TASK TO CARRY OUT: In the marshal thread below, reproduce verbatim the portion that begins at the words "At the moment" and stops after "above re Appletree.".

PASSAGE:
# 2013 Show Marshal's required



## LadyJ (May 9, 2005)

Hi All

In order for us to be able to have rallys at all the shows next year we will need some more marshals.

If you feel you could marshal a rally for us please let me know either post on here or pm me.

Its not difficult to do, you arrive the day before everyone else and mark out your pitches and then just grab everyone on your list and take a £1 off them and park them up, stay till 12pm on the Monday and make sure the pitch is tidy and everyone has left.

For this you will get a free camping pass for the weekend  well you will with all organisers apart from Warners as you have to have 11 booked with them before you get a free pass :roll: but we usually get more than 11 anyway :lol: 

So come on shout up we have a few new shows in the offering as well for 2013 providing we can get some marshals.

Look forward to hearing from you all soon


Jacquie


----------



## moblee (Dec 31, 2006)

Not much help to you Jacquie
But only work & school commitments stop me helping.


----------



## cabby (May 14, 2005)

Have we got a list for 2013 yet.

cabby


----------



## LadyJ (May 9, 2005)

cabby said:


> Have we got a list for 2013 yet.
> 
> cabby


Hi cabby

At the moment i'm looking for marshals for the following shows

Warners Peterborough (National) April 17th to 22nd arrive Wed to Mon

Appletree Nottingham Racecorse May 24th to 27th or could be 28th have not had all details for this yet and could be a non stater we never know with Appletree shows

Stone Leisure Stratford June 17th to 23rd week long one this is Monday to Monday

Appletree Royal Cornwall Showground 19th to 21st July see above re Appletree.

Appletree New Forest Showground August 9th to 11th as above.

There might be more to follow

Jacquie


----------



## LadyJ (May 9, 2005)

All show dates below

2013 SHOWS IN DATE ORDER

Stone Leisure SHEPTON 11th to 13th January Marshal clive1821

Appletree BATH RACE COURSE 15Th To 17th March Marshal clive1821

Event Developments NEWARK 21st to 24th March Marshal LadyJ & clive1821.

Dataset rows:
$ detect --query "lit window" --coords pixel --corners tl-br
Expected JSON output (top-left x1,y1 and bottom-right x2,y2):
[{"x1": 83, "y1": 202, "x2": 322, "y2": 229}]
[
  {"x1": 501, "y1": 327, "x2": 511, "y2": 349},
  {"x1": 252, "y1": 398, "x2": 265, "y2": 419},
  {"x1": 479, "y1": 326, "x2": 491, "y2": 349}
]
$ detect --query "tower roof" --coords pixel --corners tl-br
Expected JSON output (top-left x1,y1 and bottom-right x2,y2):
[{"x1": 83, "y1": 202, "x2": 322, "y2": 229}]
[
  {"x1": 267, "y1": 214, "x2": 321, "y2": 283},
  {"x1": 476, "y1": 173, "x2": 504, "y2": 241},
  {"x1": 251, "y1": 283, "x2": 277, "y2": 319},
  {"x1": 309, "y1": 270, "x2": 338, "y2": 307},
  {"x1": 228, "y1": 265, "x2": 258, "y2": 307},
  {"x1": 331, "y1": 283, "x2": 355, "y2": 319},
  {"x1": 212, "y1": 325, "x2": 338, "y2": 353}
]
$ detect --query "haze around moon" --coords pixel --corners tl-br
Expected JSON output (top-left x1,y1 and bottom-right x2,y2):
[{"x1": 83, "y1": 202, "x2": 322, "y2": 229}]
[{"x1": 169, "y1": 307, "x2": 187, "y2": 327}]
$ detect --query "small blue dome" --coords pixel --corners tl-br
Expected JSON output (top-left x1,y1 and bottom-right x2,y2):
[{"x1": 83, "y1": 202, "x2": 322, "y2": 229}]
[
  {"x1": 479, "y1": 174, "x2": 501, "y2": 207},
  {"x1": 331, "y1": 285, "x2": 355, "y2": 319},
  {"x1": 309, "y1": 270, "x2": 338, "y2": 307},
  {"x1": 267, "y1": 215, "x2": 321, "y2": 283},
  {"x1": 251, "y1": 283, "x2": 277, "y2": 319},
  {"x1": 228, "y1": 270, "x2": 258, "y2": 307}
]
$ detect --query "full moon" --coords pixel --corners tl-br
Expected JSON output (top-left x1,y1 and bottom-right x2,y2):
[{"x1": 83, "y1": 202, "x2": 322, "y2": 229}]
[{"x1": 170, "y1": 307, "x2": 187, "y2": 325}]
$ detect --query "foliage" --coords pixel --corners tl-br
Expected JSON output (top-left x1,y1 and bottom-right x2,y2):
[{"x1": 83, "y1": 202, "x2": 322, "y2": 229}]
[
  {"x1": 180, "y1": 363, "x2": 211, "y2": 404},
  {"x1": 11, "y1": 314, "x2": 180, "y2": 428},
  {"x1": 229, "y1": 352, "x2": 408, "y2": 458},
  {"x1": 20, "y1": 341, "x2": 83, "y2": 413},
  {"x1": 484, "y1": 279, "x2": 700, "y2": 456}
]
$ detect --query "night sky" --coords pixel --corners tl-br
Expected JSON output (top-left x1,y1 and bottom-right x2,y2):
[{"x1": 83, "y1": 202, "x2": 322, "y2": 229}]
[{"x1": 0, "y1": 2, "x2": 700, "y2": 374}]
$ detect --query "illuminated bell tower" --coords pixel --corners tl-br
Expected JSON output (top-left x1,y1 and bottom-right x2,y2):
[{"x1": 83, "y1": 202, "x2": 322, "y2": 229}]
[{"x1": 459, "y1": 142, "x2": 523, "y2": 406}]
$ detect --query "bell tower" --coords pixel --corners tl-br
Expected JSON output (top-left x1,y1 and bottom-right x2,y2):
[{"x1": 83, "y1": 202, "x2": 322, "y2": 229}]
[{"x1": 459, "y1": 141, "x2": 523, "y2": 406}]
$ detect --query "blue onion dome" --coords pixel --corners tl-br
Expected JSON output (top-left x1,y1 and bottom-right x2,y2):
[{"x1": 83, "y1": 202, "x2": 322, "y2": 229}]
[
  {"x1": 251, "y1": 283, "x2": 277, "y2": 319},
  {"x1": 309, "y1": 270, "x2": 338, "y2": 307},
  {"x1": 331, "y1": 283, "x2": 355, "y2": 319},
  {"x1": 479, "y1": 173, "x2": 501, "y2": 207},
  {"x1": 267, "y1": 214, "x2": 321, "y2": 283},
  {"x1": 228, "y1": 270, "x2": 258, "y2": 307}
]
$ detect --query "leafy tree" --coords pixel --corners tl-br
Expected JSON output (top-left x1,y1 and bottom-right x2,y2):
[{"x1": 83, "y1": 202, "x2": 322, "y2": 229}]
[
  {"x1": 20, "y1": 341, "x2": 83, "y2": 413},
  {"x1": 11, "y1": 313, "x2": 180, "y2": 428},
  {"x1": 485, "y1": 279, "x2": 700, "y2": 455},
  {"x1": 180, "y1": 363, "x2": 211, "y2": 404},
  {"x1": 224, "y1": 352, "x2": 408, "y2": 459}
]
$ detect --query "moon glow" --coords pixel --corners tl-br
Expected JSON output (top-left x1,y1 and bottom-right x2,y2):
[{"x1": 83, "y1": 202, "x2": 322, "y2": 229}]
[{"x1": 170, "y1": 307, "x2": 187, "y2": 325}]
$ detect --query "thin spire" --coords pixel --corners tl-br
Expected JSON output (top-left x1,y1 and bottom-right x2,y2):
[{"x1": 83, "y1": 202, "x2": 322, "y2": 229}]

OUTPUT OF THE TASK:
At the moment i'm looking for marshals for the following shows

Warners Peterborough (National) April 17th to 22nd arrive Wed to Mon

Appletree Nottingham Racecorse May 24th to 27th or could be 28th have not had all details for this yet and could be a non stater we never know with Appletree shows

Stone Leisure Stratford June 17th to 23rd week long one this is Monday to Monday

Appletree Royal Cornwall Showground 19th to 21st July see above re Appletree.